* Görev yönergeleri
a: Alıntılanan metinden "Üç beş biliyorsun" ile başlayıp "hiç. kıymetli kişi." sözlerine kadar devam eden bölümü hiç değiştirmeden yazın.
b: Alıntılanan metinde "Bu gün senin cam halini" diye başlayan paragrafı, temel noktalarını koruyarak kısa maddeler halinde yeniden yazın.

14 Ekim 2009 Çarşamba

yaşasın kötülük, savulun!

Üç beş biliyorsun ya bişeyler. Birileri sert çıkışlar yapınca nasıl sağlam durabildiğini biliyorsun. Hayat bu ya, herkesin işi rast gitmez her saniye. Hayat yorar bazen insanı, yormasa bile bir cimdik atıverir, kendine gelirsin. Sonra sen diğeri; kendini şaşırdıkça, belki birazcık etrafındakileri de şaşırtırsın. Halbu ki şaşırdıkça yorulan aklın fikrin, ve ziyadesiyle yüzünü döndüğün insanlar aslında pamuk tarlalarını sana hediye etme niyetinde habire. Habire hediyeler sunma memnun etme telaşında. Mutlu gördüğünde de mutlu hissetmeye devam etmekte sayende. sayenizde...Ki sen de öylesindir bilmez miyiz hiç. kıymetli kişi.

Bu gün senin cam halini bi gören duyan oldu biliyorum...kendini fazla abarttıkça bu hayata direnmeler konusunda, yufka yüreğinden börekler açıp tepsiye savuran çok olur biliyorsun. O yüzden gel sen beni dinle. Fazla şımartma aklındaki fikrindeki süper insanları. Durman gereken yeri iyi bil, adın gibi . Cam felan da değilsin, ya da illaki camsan, çoktan buzlu cam statüsüne terfi oldun. Hadi şimdi kırıl kırılabilirsen, cam tuğla olma da, aman!

* Verilen malzeme
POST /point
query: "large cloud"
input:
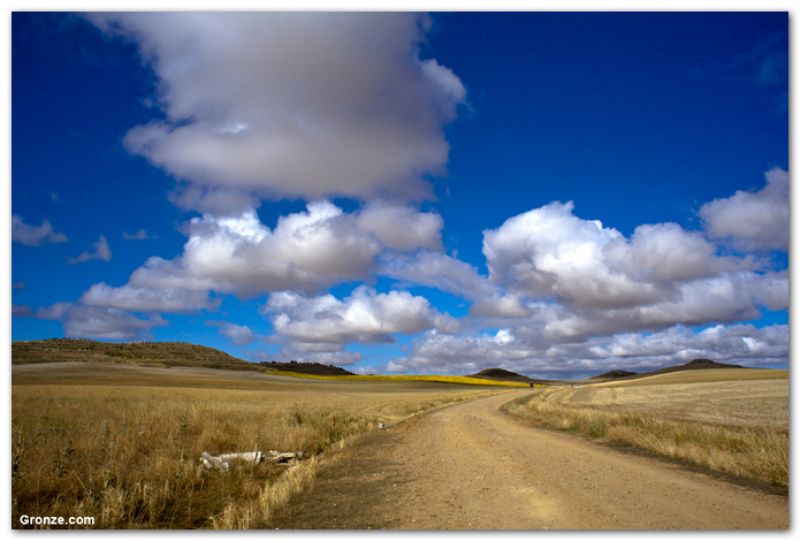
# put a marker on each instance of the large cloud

* Yanıtlar
a:
Üç beş biliyorsun ya bişeyler. Birileri sert çıkışlar yapınca nasıl sağlam durabildiğini biliyorsun. Hayat bu ya, herkesin işi rast gitmez her saniye. Hayat yorar bazen insanı, yormasa bile bir cimdik atıverir, kendine gelirsin. Sonra sen diğeri; kendini şaşırdıkça, belki birazcık etrafındakileri de şaşırtırsın. Halbu ki şaşırdıkça yorulan aklın fikrin, ve ziyadesiyle yüzünü döndüğün insanlar aslında pamuk tarlalarını sana hediye etme niyetinde habire. Habire hediyeler sunma memnun etme telaşında. Mutlu gördüğünde de mutlu hissetmeye devam etmekte sayende. sayenizde...Ki sen de öylesindir bilmez miyiz hiç. kıymetli kişi.

b:
- Bugün senin cam halini gören ve duyan oldu.
- Hayata direnme konusunda kendini fazla abarttıkça yufka yüreğinden börek açıp tepsiye savuran çok olur.
- Bu yüzden konuşanı dinlemelisin.
- Aklındaki süper insanları fazla şımartmamalısın.
- Durman gereken yeri adın gibi bilmelisin.
- Cam değilsin; illa camsan da çoktan buzlu cama terfi ettin.
- Kırılabiliyorsan kırıl, ama cam tuğla olma.